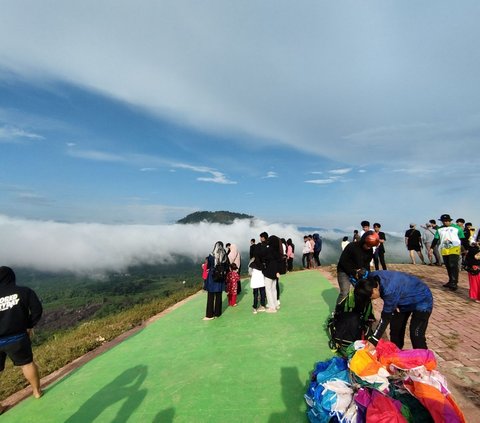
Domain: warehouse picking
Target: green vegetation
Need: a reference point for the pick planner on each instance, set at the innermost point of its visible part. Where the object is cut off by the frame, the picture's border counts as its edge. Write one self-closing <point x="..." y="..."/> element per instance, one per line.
<point x="223" y="217"/>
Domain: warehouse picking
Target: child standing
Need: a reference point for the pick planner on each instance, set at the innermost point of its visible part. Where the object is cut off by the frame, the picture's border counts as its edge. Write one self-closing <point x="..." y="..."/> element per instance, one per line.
<point x="472" y="266"/>
<point x="232" y="283"/>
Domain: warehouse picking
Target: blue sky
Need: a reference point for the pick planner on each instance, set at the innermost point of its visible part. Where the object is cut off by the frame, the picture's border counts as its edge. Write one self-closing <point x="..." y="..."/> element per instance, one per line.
<point x="309" y="113"/>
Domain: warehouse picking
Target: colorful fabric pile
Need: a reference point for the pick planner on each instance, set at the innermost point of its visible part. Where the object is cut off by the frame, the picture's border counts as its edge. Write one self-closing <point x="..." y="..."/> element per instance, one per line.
<point x="380" y="386"/>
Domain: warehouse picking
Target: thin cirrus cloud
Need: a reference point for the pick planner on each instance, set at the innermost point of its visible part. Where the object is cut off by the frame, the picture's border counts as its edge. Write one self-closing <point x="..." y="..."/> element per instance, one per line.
<point x="14" y="134"/>
<point x="336" y="176"/>
<point x="271" y="174"/>
<point x="215" y="175"/>
<point x="330" y="78"/>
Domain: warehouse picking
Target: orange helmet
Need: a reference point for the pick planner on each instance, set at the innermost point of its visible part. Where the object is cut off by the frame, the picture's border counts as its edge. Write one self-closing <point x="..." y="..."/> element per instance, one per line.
<point x="372" y="239"/>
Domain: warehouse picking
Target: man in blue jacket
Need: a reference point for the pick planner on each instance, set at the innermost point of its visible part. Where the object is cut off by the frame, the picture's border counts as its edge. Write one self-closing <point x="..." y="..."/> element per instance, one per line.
<point x="20" y="311"/>
<point x="403" y="295"/>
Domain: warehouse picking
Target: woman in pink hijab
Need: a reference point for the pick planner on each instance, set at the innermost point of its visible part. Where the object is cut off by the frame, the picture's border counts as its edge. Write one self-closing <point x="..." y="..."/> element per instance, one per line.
<point x="234" y="257"/>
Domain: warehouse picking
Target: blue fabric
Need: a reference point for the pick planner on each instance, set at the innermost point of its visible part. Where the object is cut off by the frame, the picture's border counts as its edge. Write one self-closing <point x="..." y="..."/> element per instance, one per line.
<point x="407" y="292"/>
<point x="211" y="285"/>
<point x="320" y="404"/>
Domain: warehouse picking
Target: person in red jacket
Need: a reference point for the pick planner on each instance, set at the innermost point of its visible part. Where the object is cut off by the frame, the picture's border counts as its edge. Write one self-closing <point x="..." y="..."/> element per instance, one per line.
<point x="20" y="311"/>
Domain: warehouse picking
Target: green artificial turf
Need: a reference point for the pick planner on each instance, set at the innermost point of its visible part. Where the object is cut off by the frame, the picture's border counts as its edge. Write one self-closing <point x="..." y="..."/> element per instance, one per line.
<point x="238" y="368"/>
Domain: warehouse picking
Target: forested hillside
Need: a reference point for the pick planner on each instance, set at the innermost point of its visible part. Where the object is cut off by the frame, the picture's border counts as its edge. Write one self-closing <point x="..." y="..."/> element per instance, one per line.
<point x="69" y="299"/>
<point x="224" y="217"/>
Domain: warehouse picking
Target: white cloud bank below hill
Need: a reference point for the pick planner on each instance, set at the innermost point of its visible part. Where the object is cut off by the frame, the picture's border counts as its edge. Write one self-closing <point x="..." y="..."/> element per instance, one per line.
<point x="92" y="248"/>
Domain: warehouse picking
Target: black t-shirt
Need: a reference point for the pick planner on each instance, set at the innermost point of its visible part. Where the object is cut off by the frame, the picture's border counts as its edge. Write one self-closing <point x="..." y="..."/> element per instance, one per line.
<point x="414" y="239"/>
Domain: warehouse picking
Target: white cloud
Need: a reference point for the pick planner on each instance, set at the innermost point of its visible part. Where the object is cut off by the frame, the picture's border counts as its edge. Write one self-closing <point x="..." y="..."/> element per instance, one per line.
<point x="96" y="155"/>
<point x="92" y="248"/>
<point x="372" y="91"/>
<point x="321" y="181"/>
<point x="271" y="174"/>
<point x="216" y="176"/>
<point x="13" y="134"/>
<point x="340" y="171"/>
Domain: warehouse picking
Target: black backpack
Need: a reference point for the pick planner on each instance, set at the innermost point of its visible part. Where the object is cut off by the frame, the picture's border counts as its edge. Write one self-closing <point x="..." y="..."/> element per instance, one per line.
<point x="346" y="325"/>
<point x="220" y="272"/>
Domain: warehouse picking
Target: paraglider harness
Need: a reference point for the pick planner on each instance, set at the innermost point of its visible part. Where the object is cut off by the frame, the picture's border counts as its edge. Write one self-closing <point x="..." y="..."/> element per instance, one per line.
<point x="347" y="324"/>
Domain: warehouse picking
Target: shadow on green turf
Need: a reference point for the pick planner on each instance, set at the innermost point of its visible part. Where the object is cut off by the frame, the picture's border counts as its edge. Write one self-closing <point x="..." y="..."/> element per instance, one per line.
<point x="125" y="387"/>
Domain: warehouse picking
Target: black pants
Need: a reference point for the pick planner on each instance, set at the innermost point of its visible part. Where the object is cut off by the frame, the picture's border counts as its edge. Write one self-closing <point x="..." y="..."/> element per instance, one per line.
<point x="380" y="257"/>
<point x="306" y="260"/>
<point x="418" y="327"/>
<point x="214" y="304"/>
<point x="290" y="264"/>
<point x="451" y="262"/>
<point x="256" y="293"/>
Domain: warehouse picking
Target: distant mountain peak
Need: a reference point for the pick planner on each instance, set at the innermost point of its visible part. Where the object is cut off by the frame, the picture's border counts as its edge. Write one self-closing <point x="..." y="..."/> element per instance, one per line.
<point x="223" y="217"/>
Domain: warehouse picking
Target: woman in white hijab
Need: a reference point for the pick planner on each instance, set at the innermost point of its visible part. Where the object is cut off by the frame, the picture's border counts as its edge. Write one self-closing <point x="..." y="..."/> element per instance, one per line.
<point x="217" y="272"/>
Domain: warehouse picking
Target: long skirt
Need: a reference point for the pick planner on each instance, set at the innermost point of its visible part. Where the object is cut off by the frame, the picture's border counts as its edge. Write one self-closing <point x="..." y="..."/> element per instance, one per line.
<point x="474" y="282"/>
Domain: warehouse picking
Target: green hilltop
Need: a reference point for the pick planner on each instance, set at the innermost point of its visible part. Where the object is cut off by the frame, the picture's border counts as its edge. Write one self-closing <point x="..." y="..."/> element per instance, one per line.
<point x="223" y="217"/>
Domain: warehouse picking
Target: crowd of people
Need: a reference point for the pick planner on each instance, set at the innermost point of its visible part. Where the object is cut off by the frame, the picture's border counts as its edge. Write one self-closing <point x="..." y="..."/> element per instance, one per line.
<point x="269" y="259"/>
<point x="312" y="247"/>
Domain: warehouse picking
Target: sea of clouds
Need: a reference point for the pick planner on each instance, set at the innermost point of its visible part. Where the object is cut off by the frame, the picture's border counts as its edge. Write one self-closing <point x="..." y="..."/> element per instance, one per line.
<point x="86" y="248"/>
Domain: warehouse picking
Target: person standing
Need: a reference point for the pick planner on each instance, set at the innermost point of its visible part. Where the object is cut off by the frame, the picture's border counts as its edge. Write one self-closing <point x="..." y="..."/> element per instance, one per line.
<point x="306" y="253"/>
<point x="251" y="255"/>
<point x="290" y="254"/>
<point x="257" y="280"/>
<point x="273" y="261"/>
<point x="427" y="239"/>
<point x="450" y="237"/>
<point x="344" y="242"/>
<point x="472" y="266"/>
<point x="354" y="260"/>
<point x="413" y="242"/>
<point x="234" y="257"/>
<point x="217" y="260"/>
<point x="436" y="252"/>
<point x="232" y="285"/>
<point x="317" y="249"/>
<point x="379" y="252"/>
<point x="20" y="311"/>
<point x="403" y="295"/>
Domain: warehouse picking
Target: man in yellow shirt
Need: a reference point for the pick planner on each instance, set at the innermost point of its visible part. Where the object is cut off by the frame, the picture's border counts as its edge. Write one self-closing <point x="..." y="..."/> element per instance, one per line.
<point x="450" y="238"/>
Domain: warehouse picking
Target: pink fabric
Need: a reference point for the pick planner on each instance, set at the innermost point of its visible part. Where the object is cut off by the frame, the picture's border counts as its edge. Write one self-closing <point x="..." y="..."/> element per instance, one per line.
<point x="204" y="271"/>
<point x="389" y="354"/>
<point x="234" y="255"/>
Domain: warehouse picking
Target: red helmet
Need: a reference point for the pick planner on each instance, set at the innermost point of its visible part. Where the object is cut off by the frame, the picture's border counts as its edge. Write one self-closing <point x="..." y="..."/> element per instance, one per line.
<point x="372" y="240"/>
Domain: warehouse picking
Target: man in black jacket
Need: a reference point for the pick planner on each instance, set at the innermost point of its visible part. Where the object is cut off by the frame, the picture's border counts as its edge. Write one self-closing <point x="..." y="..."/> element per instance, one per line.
<point x="354" y="260"/>
<point x="20" y="311"/>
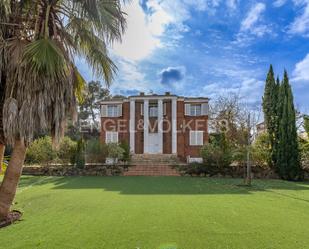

* **What you need to do**:
Count the lines in the rows above that contain the word "person", and give only that number.

* **Solution for this problem**:
2